(Extracted records)

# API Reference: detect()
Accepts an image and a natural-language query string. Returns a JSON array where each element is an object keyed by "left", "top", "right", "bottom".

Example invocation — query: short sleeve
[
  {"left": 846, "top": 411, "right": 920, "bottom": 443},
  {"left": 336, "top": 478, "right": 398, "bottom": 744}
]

* **GIVEN PROBLEM**
Reproduce every line of the records above, requests included. Scale each bounding-box coordinate in the answers by 0.45 and round it to the nearest whole number, with halves rounded up.

* **FULL ANSWER**
# API Reference: detect()
Accepts an image and a natural-language query string. Returns a JSON array where each element is an object keyed by "left", "top", "right", "bottom".

Example invocation — query: short sleeve
[
  {"left": 381, "top": 185, "right": 414, "bottom": 199},
  {"left": 151, "top": 215, "right": 179, "bottom": 335}
]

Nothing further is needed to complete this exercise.